Problem to solve: Count the lines in the rows below that contain the string "Request". Reply with the number alone.

Record set:
>>
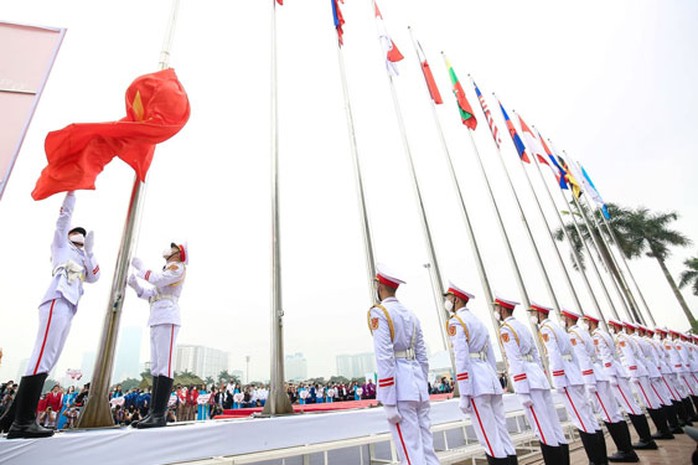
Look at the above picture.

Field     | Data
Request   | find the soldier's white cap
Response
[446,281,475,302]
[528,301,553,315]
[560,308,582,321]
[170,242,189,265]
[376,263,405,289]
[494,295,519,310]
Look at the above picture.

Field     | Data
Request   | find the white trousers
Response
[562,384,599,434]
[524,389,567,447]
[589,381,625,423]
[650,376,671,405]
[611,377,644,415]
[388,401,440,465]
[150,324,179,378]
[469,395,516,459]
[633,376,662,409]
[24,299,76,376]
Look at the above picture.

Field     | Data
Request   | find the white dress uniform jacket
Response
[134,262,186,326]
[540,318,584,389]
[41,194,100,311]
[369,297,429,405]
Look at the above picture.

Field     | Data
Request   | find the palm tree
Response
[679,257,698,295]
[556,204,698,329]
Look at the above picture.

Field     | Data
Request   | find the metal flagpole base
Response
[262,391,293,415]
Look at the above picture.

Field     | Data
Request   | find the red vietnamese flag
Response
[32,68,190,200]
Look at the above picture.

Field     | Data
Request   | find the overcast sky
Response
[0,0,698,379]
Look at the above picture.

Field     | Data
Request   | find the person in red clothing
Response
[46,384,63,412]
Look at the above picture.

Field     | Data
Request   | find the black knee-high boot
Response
<<
Exercise solution: 9